▶ **Exercise aim**: Could you write out the records below exactly as they appear, leaving out any pictures?

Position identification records
-=-=-=-=-
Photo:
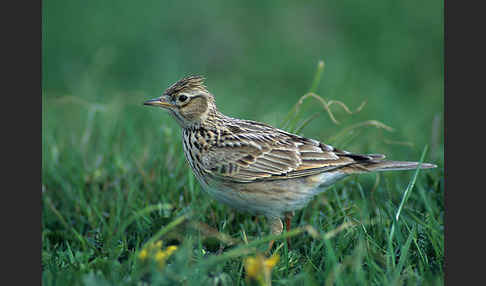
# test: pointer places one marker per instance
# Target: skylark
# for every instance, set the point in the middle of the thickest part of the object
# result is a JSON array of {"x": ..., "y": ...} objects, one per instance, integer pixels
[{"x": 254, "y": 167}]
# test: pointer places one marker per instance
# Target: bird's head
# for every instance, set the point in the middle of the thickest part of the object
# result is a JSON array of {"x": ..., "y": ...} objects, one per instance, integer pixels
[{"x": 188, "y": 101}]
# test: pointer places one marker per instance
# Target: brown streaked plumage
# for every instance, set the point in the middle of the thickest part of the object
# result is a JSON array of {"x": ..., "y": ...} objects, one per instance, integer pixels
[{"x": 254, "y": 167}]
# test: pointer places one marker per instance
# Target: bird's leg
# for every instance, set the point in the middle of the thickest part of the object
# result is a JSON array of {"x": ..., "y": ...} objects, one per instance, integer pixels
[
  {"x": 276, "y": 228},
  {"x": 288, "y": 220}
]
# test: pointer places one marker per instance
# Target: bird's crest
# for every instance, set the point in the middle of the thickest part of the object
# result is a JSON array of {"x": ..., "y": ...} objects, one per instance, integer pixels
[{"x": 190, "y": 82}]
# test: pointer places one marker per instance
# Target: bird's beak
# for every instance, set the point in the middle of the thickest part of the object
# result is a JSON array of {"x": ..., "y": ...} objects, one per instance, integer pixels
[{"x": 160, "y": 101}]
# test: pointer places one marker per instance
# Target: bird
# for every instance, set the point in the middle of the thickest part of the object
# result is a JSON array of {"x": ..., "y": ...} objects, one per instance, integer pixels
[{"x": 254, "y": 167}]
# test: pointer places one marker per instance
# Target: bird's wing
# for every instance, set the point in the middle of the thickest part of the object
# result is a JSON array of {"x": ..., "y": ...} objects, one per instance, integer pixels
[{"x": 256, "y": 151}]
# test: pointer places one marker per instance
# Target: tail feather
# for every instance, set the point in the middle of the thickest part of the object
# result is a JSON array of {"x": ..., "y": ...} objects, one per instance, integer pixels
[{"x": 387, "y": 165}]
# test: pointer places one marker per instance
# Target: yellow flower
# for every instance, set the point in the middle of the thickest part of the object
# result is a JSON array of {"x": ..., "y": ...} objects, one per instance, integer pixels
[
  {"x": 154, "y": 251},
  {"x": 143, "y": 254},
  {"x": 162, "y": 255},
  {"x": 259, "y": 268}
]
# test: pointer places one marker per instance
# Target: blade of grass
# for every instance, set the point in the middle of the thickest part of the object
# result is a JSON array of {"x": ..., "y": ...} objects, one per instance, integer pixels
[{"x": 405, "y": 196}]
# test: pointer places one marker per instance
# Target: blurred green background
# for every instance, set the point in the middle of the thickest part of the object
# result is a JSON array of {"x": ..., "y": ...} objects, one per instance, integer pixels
-=-=-=-=-
▶ **In response**:
Photo:
# test: pointer places one marker per instance
# Target: skylark
# for every instance, set the point in the middle of the thickest part of the object
# result is a JSON array of {"x": ..., "y": ...} objects, one per instance, integer pixels
[{"x": 254, "y": 167}]
# test: pointer places one marker per instance
# Target: bird's head
# for every instance, set the point in the middle of the thickest part of the object
# result is a JSON array of {"x": ..., "y": ...} objects, one per instance, integer pixels
[{"x": 188, "y": 101}]
# test: pointer places one marker per instance
# Target: brown streaked plumage
# for every instance, set the point in the middle of the thickest part of the object
# result is a JSON array of {"x": ..., "y": ...} objects, one per instance, integer pixels
[{"x": 254, "y": 167}]
# test: pointer places one marker per instance
# Target: bird's leg
# for every instance, set the point in the middle of the thickest part of the object
# result is a JSON array of {"x": ..., "y": ...} objects, one per instance, integer pixels
[
  {"x": 276, "y": 228},
  {"x": 288, "y": 220}
]
# test: pointer places one marker per instance
# Target: bird's crest
# for every instance, set the point in the middle of the thickest part of the object
# result is a JSON array of {"x": ..., "y": ...} objects, one per instance, integer pixels
[{"x": 190, "y": 82}]
# test: pointer places one marker per instance
# Target: bird's beak
# for every instance, set the point in the middle of the thickest part of the object
# result is a JSON array of {"x": ..., "y": ...} objects, one per instance, integer pixels
[{"x": 160, "y": 101}]
# test: pointer places one marker per instance
# Target: bird
# for every instance, set the point in the middle of the thickest part of the object
# result is a JSON array of {"x": ..., "y": ...} objects, one per instance, integer pixels
[{"x": 254, "y": 167}]
# test: pointer places one marker per instance
# Target: bird's wing
# for every instance, set the point in the middle of the thickest part of the object
# result is a JSON array of {"x": ..., "y": ...} objects, one per instance, integer pixels
[{"x": 256, "y": 151}]
# test: pointer places one marker per instance
# Target: tail feather
# for every instance, set the point in the middle of the thickest part of the object
# result is a JSON array of {"x": ..., "y": ...} objects, one per instance, integer pixels
[{"x": 387, "y": 165}]
# test: pointer places one marker per instance
# Target: yellow flower
# for every instance, set the point in the middle of the thickest part of the object
# result is a JSON array of {"x": ..., "y": ...} objects, one per instance, integer pixels
[
  {"x": 154, "y": 251},
  {"x": 143, "y": 254},
  {"x": 162, "y": 255},
  {"x": 259, "y": 268}
]
# test: pointer places one marker per instance
# Target: blade of grass
# for every instance, set the point in the middle of the thickest part of the object
# result is a JSON array of {"x": ..., "y": ...} objects, one per instance, integer pixels
[{"x": 405, "y": 196}]
# test: pointer places one marker per instance
# Target: blurred green background
# for every instance, set the point in the middle of the thickest part of the object
# result is a JSON array of {"x": ..., "y": ...} objects, one per instance, integer pixels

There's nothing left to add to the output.